# PROVIDED TEXT
Another user has an association with the contact file. The association may be through requesting directions from the website of the business, a social networking link, or through the contact list on a phone. When the user requests navigation to the business, the navigation system provides navigation to the address of the business, which is, for example, outside on the street or near a parking lot. The navigation system further searches the contact database and identifies the contact file. From the contact file, the indoor navigation path 513 is retrieved and displayed to the user, providing additional navigation instructions inside the building to arrive at the exact destination originally requested.

FIG. 8 illustrates an exemplary mobile device of the system of FIG. 1. The mobile device 122 may be referred to as a navigation device. The mobile device 122 includes a controller 200, a memory 204, an input device 203, a communication interface 205, position circuitry 207, and a display 211. The workstation 128 may include at least a memory and processor and may be substituted for the mobile device.

The memory 204 stores a contact database. The contact database may be associated with a first entity. The contact database may be a social networking service such that an entry in the contact database is included in an account for first entity with a social networking service. The account may advertise goods or services on the social networking service. The contact database may be a contact list from an email account, address book, or a telephone. The contact database includes at least one entry with a prerecorded path that includes data indicative of a route to a location associated with the first entity. The first entity may create and take responsibility for the data within the prerecorded path.

The memory 204, or an external database, stores a geographic database. The geographic database, which is described in more detail below, includes at least one path segment that intersects the prerecorded path of the contact database. The controller 200 is configured to identify one or more path segments to generate a set of navigation instructions to the prerecorded path. The controller 200 may be configured receive location data for the mobile device 122. The controller 200 sets the initial location for the set of navigation instructions based on the location data.

The controller 200 is configured to receive a request for navigation to a destination and derive the set of navigation instructions in response to receipt of the destination. The navigation instructions may lead to an intersection with the prerecorded path. The prerecorded path may be associated with one or more intersection points or junction points with segments in the geographic data.

The controller 200 may append the prerecorded path to the set of navigation instructions, or the controller 200 may display or send the prerecorded path from the contact list without any change in the data. For example, in the case of a prerecorded path including textual directions, the directions may be added to the set of navigation instructions. In the case of a prerecorded path as a media file, the media file may be sent to the mobile device 122 for display to the user.

# SET EXERCISE A
Answer these questions from the text on contact-based navigation:
(i) What components does the mobile device 122 include?
(ii) Which numbered path is retrieved from the contact file and displayed to the user?
(iii) What happens to a prerecorded path that is a media file?
# SET EXERCISE B
Reproduce the part of the text on contact-based navigation starting at "The controller 200 is configured to receive" and ending at "to the user.".

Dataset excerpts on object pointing
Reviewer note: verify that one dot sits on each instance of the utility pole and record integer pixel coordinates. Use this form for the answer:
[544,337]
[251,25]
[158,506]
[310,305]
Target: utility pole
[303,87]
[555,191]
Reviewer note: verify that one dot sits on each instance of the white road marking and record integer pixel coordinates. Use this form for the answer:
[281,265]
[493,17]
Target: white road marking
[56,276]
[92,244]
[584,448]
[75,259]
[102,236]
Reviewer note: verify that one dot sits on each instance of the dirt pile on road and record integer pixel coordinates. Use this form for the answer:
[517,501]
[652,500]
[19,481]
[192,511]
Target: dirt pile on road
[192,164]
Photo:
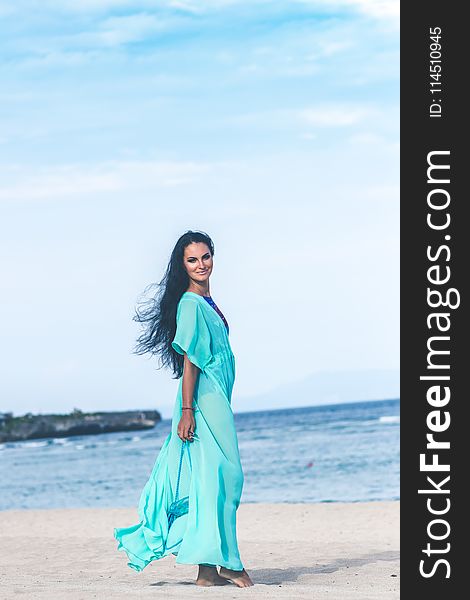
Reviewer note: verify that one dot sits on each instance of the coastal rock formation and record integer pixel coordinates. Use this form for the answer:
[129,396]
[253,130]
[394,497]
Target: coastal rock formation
[29,426]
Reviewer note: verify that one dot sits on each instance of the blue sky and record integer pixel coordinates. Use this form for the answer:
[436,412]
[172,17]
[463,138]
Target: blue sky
[272,126]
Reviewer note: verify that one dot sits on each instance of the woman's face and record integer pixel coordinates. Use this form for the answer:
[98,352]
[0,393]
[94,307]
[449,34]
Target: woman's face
[198,261]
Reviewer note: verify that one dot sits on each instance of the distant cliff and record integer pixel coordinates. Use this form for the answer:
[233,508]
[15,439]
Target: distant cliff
[29,426]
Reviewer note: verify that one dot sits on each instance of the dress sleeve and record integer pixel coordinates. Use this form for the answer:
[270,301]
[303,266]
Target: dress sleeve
[192,334]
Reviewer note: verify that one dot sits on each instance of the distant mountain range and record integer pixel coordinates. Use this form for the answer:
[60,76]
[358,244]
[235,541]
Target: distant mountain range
[327,387]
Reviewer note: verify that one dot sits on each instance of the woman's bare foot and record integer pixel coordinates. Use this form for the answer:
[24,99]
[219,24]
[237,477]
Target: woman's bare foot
[240,578]
[208,576]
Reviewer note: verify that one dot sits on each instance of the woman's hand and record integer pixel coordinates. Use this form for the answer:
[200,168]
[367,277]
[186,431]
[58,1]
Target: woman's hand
[187,426]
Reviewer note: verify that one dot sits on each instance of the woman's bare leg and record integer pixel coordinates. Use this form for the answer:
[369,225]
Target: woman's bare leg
[208,576]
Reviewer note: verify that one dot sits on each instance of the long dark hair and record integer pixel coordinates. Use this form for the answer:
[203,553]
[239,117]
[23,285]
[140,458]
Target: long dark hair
[158,314]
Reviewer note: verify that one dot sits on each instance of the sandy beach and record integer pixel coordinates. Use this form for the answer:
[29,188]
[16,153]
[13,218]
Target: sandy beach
[306,551]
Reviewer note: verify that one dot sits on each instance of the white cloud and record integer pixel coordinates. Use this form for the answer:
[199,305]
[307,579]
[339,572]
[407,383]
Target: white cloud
[334,116]
[79,180]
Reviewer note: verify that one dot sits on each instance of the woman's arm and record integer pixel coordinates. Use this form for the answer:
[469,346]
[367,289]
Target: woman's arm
[187,422]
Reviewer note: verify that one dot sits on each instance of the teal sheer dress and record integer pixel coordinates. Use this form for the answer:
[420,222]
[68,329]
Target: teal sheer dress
[211,472]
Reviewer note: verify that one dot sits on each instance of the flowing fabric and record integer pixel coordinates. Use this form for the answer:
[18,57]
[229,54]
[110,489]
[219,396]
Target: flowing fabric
[211,472]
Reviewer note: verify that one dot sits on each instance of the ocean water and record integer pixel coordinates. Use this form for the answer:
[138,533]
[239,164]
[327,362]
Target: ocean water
[336,453]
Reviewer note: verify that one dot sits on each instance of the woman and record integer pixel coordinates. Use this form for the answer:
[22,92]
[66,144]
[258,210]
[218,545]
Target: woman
[189,332]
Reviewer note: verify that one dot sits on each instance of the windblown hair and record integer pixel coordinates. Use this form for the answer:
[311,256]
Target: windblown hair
[158,314]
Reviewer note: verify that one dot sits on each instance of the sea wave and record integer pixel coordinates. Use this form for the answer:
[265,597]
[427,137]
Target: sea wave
[389,419]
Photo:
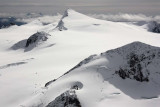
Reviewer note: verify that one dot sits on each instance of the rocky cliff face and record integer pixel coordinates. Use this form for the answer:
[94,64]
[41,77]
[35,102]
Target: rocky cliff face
[138,58]
[33,41]
[67,99]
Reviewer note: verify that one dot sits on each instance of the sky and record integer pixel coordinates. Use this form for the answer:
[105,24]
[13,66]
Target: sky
[147,7]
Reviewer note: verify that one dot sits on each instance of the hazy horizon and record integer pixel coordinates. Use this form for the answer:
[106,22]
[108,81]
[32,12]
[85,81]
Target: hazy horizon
[147,7]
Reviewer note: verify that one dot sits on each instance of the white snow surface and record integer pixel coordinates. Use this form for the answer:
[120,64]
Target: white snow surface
[24,74]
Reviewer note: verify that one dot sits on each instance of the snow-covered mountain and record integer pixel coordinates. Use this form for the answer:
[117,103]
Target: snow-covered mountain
[43,65]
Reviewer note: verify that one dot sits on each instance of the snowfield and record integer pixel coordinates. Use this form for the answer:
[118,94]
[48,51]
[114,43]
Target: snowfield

# CORRECT RESULT A
(i) A controller 200, a memory 204, an input device 203, a communication interface 205, position circuitry 207, and a display 211.
(ii) The indoor navigation path 513.
(iii) The media file may be sent to the mobile device 122 for display to the user.

# CORRECT RESULT B
The controller 200 is configured to receive a request for navigation to a destination and derive the set of navigation instructions in response to receipt of the destination. The navigation instructions may lead to an intersection with the prerecorded path. The prerecorded path may be associated with one or more intersection points or junction points with segments in the geographic data.

The controller 200 may append the prerecorded path to the set of navigation instructions, or the controller 200 may display or send the prerecorded path from the contact list without any change in the data. For example, in the case of a prerecorded path including textual directions, the directions may be added to the set of navigation instructions. In the case of a prerecorded path as a media file, the media file may be sent to the mobile device 122 for display to the user.